-- start of Items --

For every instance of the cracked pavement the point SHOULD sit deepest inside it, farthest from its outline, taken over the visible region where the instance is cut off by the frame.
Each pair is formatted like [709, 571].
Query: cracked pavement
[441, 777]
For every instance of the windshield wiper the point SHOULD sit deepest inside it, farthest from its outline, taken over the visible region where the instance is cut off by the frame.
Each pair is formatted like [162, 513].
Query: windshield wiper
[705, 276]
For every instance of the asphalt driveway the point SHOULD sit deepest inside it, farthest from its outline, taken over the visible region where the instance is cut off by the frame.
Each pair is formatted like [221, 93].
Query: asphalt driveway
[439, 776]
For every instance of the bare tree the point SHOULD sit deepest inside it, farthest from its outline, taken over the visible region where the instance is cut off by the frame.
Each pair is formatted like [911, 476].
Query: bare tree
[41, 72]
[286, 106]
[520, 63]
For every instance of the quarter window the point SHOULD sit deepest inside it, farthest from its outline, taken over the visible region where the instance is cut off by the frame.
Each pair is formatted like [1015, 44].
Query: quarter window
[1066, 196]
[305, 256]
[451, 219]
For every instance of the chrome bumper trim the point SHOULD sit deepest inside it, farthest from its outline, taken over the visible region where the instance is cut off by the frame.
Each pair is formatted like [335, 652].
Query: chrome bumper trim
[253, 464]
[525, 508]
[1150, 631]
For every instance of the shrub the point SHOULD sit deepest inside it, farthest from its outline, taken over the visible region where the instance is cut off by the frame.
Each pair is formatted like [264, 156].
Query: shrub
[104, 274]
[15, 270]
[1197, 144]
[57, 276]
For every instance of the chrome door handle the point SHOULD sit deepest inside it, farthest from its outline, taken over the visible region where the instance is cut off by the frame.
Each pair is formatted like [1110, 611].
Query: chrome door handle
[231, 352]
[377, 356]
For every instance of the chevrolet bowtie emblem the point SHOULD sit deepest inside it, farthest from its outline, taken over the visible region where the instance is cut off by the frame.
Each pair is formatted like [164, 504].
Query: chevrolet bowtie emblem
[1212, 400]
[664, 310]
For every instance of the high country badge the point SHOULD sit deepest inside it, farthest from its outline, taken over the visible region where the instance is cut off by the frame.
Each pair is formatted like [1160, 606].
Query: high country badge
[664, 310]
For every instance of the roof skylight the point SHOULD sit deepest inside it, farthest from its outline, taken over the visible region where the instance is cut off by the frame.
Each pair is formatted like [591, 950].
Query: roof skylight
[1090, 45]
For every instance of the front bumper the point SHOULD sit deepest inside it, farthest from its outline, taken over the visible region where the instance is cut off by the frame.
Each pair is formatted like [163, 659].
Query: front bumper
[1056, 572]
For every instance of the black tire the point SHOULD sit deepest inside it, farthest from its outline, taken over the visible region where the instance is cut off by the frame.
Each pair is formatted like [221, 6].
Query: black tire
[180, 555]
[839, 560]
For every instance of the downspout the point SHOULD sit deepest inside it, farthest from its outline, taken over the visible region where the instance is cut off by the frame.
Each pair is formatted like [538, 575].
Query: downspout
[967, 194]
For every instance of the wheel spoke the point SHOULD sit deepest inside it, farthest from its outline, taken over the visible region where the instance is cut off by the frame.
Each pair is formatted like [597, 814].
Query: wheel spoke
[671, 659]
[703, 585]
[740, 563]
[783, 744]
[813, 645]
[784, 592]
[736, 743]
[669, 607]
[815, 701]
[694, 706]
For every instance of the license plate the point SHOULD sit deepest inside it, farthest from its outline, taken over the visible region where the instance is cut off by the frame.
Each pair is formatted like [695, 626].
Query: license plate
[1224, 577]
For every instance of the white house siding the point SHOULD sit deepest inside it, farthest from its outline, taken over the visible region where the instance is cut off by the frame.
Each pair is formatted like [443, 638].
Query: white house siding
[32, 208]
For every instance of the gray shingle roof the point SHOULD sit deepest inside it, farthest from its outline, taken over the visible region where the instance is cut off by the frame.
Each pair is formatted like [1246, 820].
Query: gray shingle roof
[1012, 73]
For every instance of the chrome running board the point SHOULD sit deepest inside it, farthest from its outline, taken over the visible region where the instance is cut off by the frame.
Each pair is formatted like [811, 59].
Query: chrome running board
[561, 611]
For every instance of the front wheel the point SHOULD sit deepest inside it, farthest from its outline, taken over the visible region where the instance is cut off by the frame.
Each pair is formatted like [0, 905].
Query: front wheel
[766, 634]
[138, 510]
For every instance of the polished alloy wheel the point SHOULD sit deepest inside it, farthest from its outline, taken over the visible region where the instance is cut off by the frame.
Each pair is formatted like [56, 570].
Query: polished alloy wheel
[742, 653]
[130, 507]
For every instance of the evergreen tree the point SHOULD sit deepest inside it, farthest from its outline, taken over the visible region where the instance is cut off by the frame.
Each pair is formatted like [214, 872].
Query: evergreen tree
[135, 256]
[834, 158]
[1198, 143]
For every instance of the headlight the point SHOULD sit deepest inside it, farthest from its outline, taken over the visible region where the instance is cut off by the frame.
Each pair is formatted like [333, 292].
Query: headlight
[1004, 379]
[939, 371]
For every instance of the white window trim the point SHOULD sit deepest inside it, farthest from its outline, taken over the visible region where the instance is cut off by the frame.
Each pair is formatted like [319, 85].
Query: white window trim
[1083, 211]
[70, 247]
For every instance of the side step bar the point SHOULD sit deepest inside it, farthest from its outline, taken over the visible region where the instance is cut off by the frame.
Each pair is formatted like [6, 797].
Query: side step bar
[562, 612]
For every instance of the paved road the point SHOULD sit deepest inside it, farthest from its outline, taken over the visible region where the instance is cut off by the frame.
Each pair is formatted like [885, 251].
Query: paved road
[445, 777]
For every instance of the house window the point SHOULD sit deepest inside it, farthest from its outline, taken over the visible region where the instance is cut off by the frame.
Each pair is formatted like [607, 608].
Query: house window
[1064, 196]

-- end of Items --

Given instruction: Rewrite all of the items, replacing every occurrence of "Each pair is formatted like" with "Each pair follows the form" and leaving everything else unchanged.

Completed exercise:
For every instance of the cracked pavement the point SHOULD sit deepest inside it, farthest from its outline, taken over the visible region where the instance is cut off by the frame.
Each pair follows the form [709, 571].
Query: cracked pavement
[441, 777]
For every instance of the windshield wiper the point SHOULD sit deepest inside it, farthest from its outline, taken over the visible region where the instance is cut off by the frame.
Each pair follows the form [162, 513].
Query: windshield wiper
[705, 276]
For every instance of the asphalt driveway the point SHOULD sit deepest inside it, farthest from its outline, taken over the visible region where the instance is cut off by the frame.
Each pair follows the form [221, 93].
Query: asphalt driveway
[439, 776]
For every instance of the bare tree the point SHOULD sit deepest inside it, farthest from its outline, taken over the visible region where the instance is cut off by the frame.
Each pair follows the form [911, 476].
Query: bare tree
[41, 72]
[286, 106]
[520, 63]
For every instance of the quarter window the point SHOULD sit deepest inside it, farthest from its outline, taken over the visible region where the instance is cut off by the frame.
Each pair follows the form [1015, 44].
Query: quarter window
[1066, 196]
[305, 256]
[451, 219]
For every instance of the chrome bumper trim the point SHOULD sit deepest inside it, farthest from its outline, taken over the visible region where the instance is cut off by the frame.
Each pair follows the form [335, 652].
Query: chrome bumper trim
[253, 464]
[525, 508]
[1150, 631]
For every instance of the shrub the point SHOULD sit deepest inside it, farthest from its outline, taken over the visible region where the instance is cut off by the frame.
Each pair follows the form [264, 156].
Query: shrub
[104, 274]
[15, 270]
[1197, 144]
[57, 276]
For every instance of the chrome door handle the point SHOULD sit deepest inside it, farthest from its outline, taken over the visible region where the instance is cut off by the frame.
Each pair follows the form [1110, 611].
Query: chrome door handle
[231, 352]
[377, 356]
For every instance of the chevrolet bowtie emblem the point SHOULD sit deepest inside it, farthest from its outline, taken over the visible region where the instance is cut off by the frame.
Each pair follows the form [164, 504].
Query: chevrolet bowtie emblem
[1212, 400]
[664, 310]
For every instance of the high country badge the point SHOULD sit deepest inside it, farthest from its outline, taken over the visible region where the instance is cut off by the frame.
Each pair follows the form [1160, 606].
Query: high country badge
[664, 310]
For every instance of the roof skylight the point SHOULD sit deepest inside it, farthest from its outline, taken over the visible region where the instance is cut off by the frame.
Each pair follows the form [591, 950].
Query: roof skylight
[1090, 45]
For every instance of the front bumper the point SHOULD sit deepest inside it, farthest from its outline, taken over the visible region where the instance is cut off by the frame.
Each pair follows the form [163, 659].
Query: front bumper
[1056, 572]
For every instance of the black tire the point SHOULD sit deepest inside it, farthest from its outline, taken over the visible region where the instance is cut off by the frame.
Each pair follows the form [221, 6].
Query: black tire
[180, 555]
[839, 560]
For every instance of the downspout the point SHOULD sit deepest inside it, farthest from its outline, taken over the visible region where the instance is cut off by the frame.
Each pair follows the form [538, 575].
Query: downspout
[967, 194]
For every instance of the wheel spoke the point SHOULD sit deepest inside it, farthest from its outline, taken over the visible region where the instance is cut off by the frame.
Each pair follows the form [597, 814].
Query: wheel spoke
[671, 659]
[703, 585]
[740, 563]
[783, 744]
[813, 645]
[784, 592]
[736, 743]
[669, 607]
[815, 701]
[694, 706]
For every instance of the license plate the point SHOULD sit deepest inside it, farthest from its outline, taken over the visible region where the instance is cut off by the frame.
Each pair follows the form [695, 626].
Query: license plate
[1224, 577]
For every instance of the white house siding the point SHOULD sit deepest inside it, farthest from its outline, taken over the visible region where the instance is cut off by the frame.
Each pair follows the form [443, 638].
Query: white house siding
[32, 208]
For every instance of the gray shingle roof the point SHOULD sit deepest inside it, farthest from its outline, taken over the visible region where the instance is cut off by the frame.
Each pair follows the form [1246, 820].
Query: gray shingle roof
[1012, 73]
For every instance of the chrome running board the point SHOULD sit deepest inside it, farthest from its outline, taken over the visible region where the instance is cut off by the frame.
Each pair follows the form [811, 59].
Query: chrome running board
[561, 611]
For every instance of the front wheel the point SHOULD sit deepest inside it, farthest from its outline, taken over the visible region where the instance is cut off by the frame.
Each pair follows the form [0, 905].
Query: front wheel
[766, 634]
[138, 510]
For every instance of the polished alloy wheel the point SHOULD sit deepest inside it, farthest from its outline, taken over the visible region where the instance is cut off by the frame.
Each pair follows the form [56, 570].
Query: polished alloy wheel
[742, 653]
[130, 507]
For every instance of the evergreen tree the point SHOULD sit deepest inside it, farthest from its outline, taken over the visible region where the instance is cut off by the frame.
Each pair follows the form [214, 872].
Query: evergreen tree
[135, 256]
[834, 158]
[1198, 143]
For every instance of the headlight the point SHOULD sit deepest inside it, farthest from its outline, taken over the visible region where the instance is cut off by the frame.
Each pair follows the form [333, 292].
Query: headlight
[1004, 379]
[939, 371]
For every instance of the white window trim the point SHOULD sit deepest inside it, farthest from its outline, taken over the visible region where the instance is cut off by the frame.
Each pair follows the form [319, 85].
Query: white window trim
[1083, 211]
[70, 247]
For every instance of the side step bar the point SHOULD sit deepest inside it, farthest from its outline, taken over the visible region where the instance is cut off by the frame.
Each pair follows the form [6, 797].
Query: side step bar
[562, 612]
For every instance of the paved road the point SHOULD sit deepest inside it, farthest from its outline, taken over the visible region where the instance is cut off by the frame.
Each pair follows the form [885, 251].
Query: paved road
[445, 777]
For every instance of the house window the point SHOULD sit deepest inside it, farthest from its outline, taken over the visible region where the instance is cut off by the frame.
Each pair follows the form [607, 608].
Query: house window
[1064, 196]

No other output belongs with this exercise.